● Texte fourni:
------------------------------

La couleur des Gilets Jaunes
Le mode d‘action et de mobilisation des Gilets Jaunes intrigue et donc inquiète tous ceux qui ne savent marcher et penser que dans les clous. Comment un mouvement qui est le fait de personne(s), qui ne vient de nulle part, qui ne suit pas un penseur patenté, qui ne lit pas l’avenir dans l’horoscope des médias officiels, qui n’a pas des troupes de communicants à son service, qui n’est pas traversé par les clivages habituels... comment a-t-il pu naître, se développer, mettre la France sens dessus dessous, se maintenir… ? (1)
D’où les affirmations officielles pour le diviser, le dénigrer et même le cogner fortement pour le déconsidérer, l’affaiblir aux yeux de la population. Malgré tout, celle-ci reste encore plus sensible à ses revendications qu’aux efforts du gouvernement et de ses supports habituels pour le déconsidérer. Malgré le silence de beaucoup qui se voulaient l’avant garde populaire et sont effrayés de ce qui naît à côté d’eux, en dehors d’eux.
Devant ce mystère, devant cet objet social non identifié, diverses études sont publiées pour savoir s’ils sont de gauche, de droite, d’extrême... Avec des résultats contradictoires.
Les uns vont fouiller dans les pages de facebook, surtout des têtes de gondole, relèvent des propos inconvenants, les autres font des enquêtes auprès de manifestants et trouvent des gens normaux dans des situations difficiles.
La police arrête des centaines de personnes, en blesse grièvement des dizaines : elle n’a pas encore publié la liste des casseurs récidivistes professionnels, ni des extrêmes… mais peut-être ceux-ci courent-ils plus vite ?
Il en est même qui les invitent à des émissions (2). Quand ils peuvent parler plus de 45 secondes, leurs déclarations sont d’une banalité réconfortante : contre la taxe sur les carburants qui a déclenché le mouvement, pour l’amélioration des conditions de vie, des travailleurs, des retraités, contre la suppression de l’ISF… Toutes déclarations qui sont plus lassantes qu’un boxeur, professionnel ou policier, qu’une poubelle brûlée et qui ne méritent pas une Une quotidienne et encore moins un sujet à la télévision.

------------------------------

● Objectif: Poursuivez le texte sur les Gilets Jaunes à partir de sa dernière phrase. Les lignes qui suivent n'ont aucun lien avec le texte sur les Gilets Jaunes.

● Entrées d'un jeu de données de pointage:
------------------------------

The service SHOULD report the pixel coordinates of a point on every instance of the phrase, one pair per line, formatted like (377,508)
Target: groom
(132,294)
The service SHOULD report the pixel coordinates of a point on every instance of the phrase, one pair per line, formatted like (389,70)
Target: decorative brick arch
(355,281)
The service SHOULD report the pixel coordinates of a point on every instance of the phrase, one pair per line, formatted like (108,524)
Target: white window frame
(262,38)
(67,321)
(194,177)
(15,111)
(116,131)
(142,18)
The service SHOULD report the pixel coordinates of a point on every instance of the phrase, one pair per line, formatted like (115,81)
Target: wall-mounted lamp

------------------------------

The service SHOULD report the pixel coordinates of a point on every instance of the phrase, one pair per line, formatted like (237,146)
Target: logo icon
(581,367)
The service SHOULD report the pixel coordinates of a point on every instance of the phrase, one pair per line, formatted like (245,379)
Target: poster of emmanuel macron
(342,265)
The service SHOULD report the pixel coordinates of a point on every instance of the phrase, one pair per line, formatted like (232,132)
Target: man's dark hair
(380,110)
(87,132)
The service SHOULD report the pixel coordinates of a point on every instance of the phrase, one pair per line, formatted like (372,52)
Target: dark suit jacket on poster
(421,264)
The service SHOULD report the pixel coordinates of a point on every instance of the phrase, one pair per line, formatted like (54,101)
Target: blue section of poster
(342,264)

------------------------------

● Résultat:
Il est aussi possible de participer ou d’assister simplement à une de leurs manifestations et de relever la teneur répétée des affiches, panneaux, banderoles, slogans… pour connaître leurs revendications… banales, peu intéressantes…
Mais tout le monde veille au grain : toute la presse, bien pensante de droite ou de « gauche » attend le dérapage, d’un manifestant, pas d’un policier – il y en a déjà plusieurs. Un petit effort, un cri homophobe, antiféministe, raciste surtout, ferait plaisir à tout le monde, montrerait bien qu’ils sont aux ordres de l’extrême droite… Rien ne vient. Le soupçon, rien que le soupçon…
Cela pourrait venir car vous acceptez tout le monde aux Gilets Jaunes ? Des gens de droite et de gauche ? Mais où sont les jeunes des quartiers ? Où étiez-vous quand la police les maltraitait ?
Les revendications des Gilets Jaunes n’émanent pas des partis, ni des syndicats, ni des associations, ni des ouvriers, ni des jeunes, ni des quartiers, comme on dit quand on veut parler des quartiers populaires.
Elles viennent d’une couche de la population qui, souvent, n’est pas organisée, qui souvent s’abstient aux élections, qui manifeste pour la première fois et on voudrait qu’elle assume tout, réponde à tout…
Elle a subi de plein fouet les mesures gouvernementales. La taxe sur les carburants a été le facteur déclenchant. On a voulu faire des Gilets Jaunes une nouvelle jacquerie, un nouveau poujadisme. Ils ne demandent pas un simple diminution des impôts. Cela aurait satisfait le gouvernement et toute la droite qui veut moins d’impôts et moins de services publics, les questions du GrandDébatNational en témoignent. Ils ont explosé avec la taxe sur les carburants, considérée comme une taxe injustice, une nouvelle TVA, ils n’ont pas parlé seulement d’impôt mais de justice fiscale. De justice sociale. De démocratie.
Et s’ils sont méfiants envers toutes les organisations qui pourraient tondre la laine sur leur dos, y compris ceux qui pourraient le faire à partir du mouvement lui-même, peut-être à l’occasion des élections européennes, ils ne rejettent personne.
La jonction avec la grève et la manifestation de ce mardi pourrait être un nouveau développement du mouvement et un nouveau pas dans l’histoire des révoltes populaires.
1 – Récemment le président de la République a parlé de l’influence des Russes. Peut-être a-t-il été informé par un ancien ami, fin connaisseur en relations d’affaires ?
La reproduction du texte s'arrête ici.